Each line of the data must be reproduced as it appears.

Records for this exercise |
....
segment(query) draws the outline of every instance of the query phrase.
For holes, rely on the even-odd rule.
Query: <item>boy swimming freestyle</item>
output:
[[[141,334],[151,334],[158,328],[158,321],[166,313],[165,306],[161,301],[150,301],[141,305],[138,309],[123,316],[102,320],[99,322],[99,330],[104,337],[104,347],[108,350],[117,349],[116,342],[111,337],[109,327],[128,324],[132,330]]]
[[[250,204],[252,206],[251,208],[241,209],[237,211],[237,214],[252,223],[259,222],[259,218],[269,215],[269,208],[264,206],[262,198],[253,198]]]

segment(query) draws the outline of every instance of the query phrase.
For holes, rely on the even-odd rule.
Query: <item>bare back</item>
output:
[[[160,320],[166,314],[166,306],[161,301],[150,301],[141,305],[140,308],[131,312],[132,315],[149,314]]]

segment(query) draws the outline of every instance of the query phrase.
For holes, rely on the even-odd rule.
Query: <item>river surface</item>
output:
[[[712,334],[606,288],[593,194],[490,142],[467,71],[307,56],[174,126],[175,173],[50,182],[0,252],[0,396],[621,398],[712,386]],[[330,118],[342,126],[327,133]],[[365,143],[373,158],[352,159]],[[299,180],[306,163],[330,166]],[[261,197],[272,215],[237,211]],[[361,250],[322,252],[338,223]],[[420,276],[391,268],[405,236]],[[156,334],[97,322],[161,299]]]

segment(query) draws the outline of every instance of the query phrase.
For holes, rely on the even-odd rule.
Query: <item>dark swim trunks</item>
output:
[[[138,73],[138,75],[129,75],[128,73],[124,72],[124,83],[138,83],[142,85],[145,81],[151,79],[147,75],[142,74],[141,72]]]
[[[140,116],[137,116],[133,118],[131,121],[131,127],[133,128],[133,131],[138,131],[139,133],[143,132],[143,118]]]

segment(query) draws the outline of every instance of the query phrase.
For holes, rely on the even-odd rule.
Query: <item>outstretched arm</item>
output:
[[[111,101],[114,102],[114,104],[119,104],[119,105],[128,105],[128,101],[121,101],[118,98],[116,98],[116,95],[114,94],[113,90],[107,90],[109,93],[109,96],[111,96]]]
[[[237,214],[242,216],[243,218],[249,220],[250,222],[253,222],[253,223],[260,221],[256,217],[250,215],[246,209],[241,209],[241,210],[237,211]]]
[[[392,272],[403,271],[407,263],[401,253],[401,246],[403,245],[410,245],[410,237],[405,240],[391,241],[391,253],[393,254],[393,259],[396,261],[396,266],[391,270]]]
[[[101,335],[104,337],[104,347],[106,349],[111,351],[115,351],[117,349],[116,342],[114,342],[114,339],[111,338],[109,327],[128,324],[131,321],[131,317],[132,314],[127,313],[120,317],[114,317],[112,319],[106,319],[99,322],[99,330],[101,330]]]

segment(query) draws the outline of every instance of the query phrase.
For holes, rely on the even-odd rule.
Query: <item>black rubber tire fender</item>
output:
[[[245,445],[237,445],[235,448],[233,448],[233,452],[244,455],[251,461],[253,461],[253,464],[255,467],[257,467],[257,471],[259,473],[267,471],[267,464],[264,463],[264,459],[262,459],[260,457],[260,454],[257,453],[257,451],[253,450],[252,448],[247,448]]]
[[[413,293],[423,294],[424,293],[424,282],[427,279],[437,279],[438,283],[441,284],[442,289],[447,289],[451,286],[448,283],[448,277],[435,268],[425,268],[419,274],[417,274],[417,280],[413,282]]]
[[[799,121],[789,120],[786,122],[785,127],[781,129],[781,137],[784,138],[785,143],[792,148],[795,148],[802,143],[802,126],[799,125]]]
....
Solved exercise |
segment(query) draws the outline of every instance of the query phrase.
For holes, rely on the even-odd rule.
Query: <item>boy swimming freestyle</item>
output:
[[[141,334],[151,334],[158,328],[158,321],[166,313],[165,306],[161,301],[150,301],[141,305],[138,309],[123,316],[102,320],[99,322],[99,330],[104,337],[104,347],[108,350],[117,349],[116,342],[111,337],[109,327],[128,324],[132,330]]]
[[[250,204],[252,206],[251,208],[241,209],[237,211],[237,214],[252,223],[259,222],[259,218],[269,215],[269,208],[264,206],[262,198],[253,198]]]

segment(query) draws the outline of every instance of the query phrase.
For holes, rely on the even-odd rule.
Query: <item>bare back</item>
output:
[[[160,320],[166,314],[166,306],[161,301],[150,301],[141,305],[140,308],[131,312],[132,315],[149,314]]]

segment(query) draws the outline of every instance of the query phrase.
For holes, rely on the even-odd rule.
Query: <item>river surface</item>
output:
[[[712,334],[606,288],[593,194],[490,142],[467,71],[307,56],[174,126],[175,173],[50,182],[0,252],[0,396],[621,398],[712,386]],[[330,118],[342,126],[327,133]],[[365,143],[373,158],[352,159]],[[299,180],[306,163],[330,166]],[[261,197],[272,215],[237,211]],[[361,250],[322,252],[338,223]],[[420,276],[391,268],[405,236]],[[156,334],[97,322],[161,299]]]

segment(query) draws the outline of every instance of the query phrase.
For holes, rely on the even-odd rule.
Query: <item>dark swim trunks</item>
output:
[[[138,73],[138,75],[129,75],[128,73],[124,72],[124,83],[138,83],[142,85],[145,81],[151,79],[147,75],[142,74],[141,72]]]
[[[140,116],[137,116],[133,118],[131,121],[131,127],[133,128],[133,131],[138,131],[139,133],[143,132],[143,118]]]

segment(query) draws the outline of every instance of the query phrase.
For holes, rely on the even-odd rule.
Query: <item>outstretched arm</item>
output:
[[[111,101],[114,102],[114,104],[119,104],[119,105],[128,105],[128,101],[121,101],[118,98],[116,98],[116,95],[114,94],[113,90],[107,90],[109,93],[109,96],[111,96]]]
[[[237,214],[242,216],[243,218],[249,220],[250,222],[253,222],[253,223],[260,221],[256,217],[250,215],[246,209],[241,209],[241,210],[237,211]]]
[[[392,272],[403,271],[407,263],[401,253],[401,246],[403,245],[410,245],[410,237],[405,240],[391,241],[391,253],[393,254],[393,259],[396,261],[396,266],[391,270]]]
[[[101,335],[104,337],[104,347],[106,349],[111,351],[115,351],[117,349],[116,342],[114,342],[114,339],[111,338],[109,327],[128,324],[131,321],[131,317],[132,314],[127,313],[120,317],[114,317],[112,319],[106,319],[99,322],[99,330],[101,330]]]

segment(query) draws the outline of every instance of the query phrase.
For holes, rely on the even-odd rule.
Query: <item>black rubber tire fender</item>
output:
[[[245,445],[237,445],[235,448],[233,448],[233,452],[244,455],[251,461],[253,461],[253,464],[255,467],[257,467],[257,471],[259,473],[267,471],[267,464],[264,463],[264,459],[262,459],[260,457],[260,454],[257,453],[257,451],[253,450],[252,448],[247,448]]]
[[[413,293],[423,294],[424,293],[424,282],[427,279],[437,279],[438,283],[441,284],[442,289],[447,289],[451,286],[448,283],[448,277],[435,268],[425,268],[419,274],[417,274],[417,280],[413,282]]]
[[[799,121],[789,120],[786,122],[785,127],[781,129],[781,137],[784,138],[785,143],[792,148],[795,148],[802,143],[802,126],[799,125]]]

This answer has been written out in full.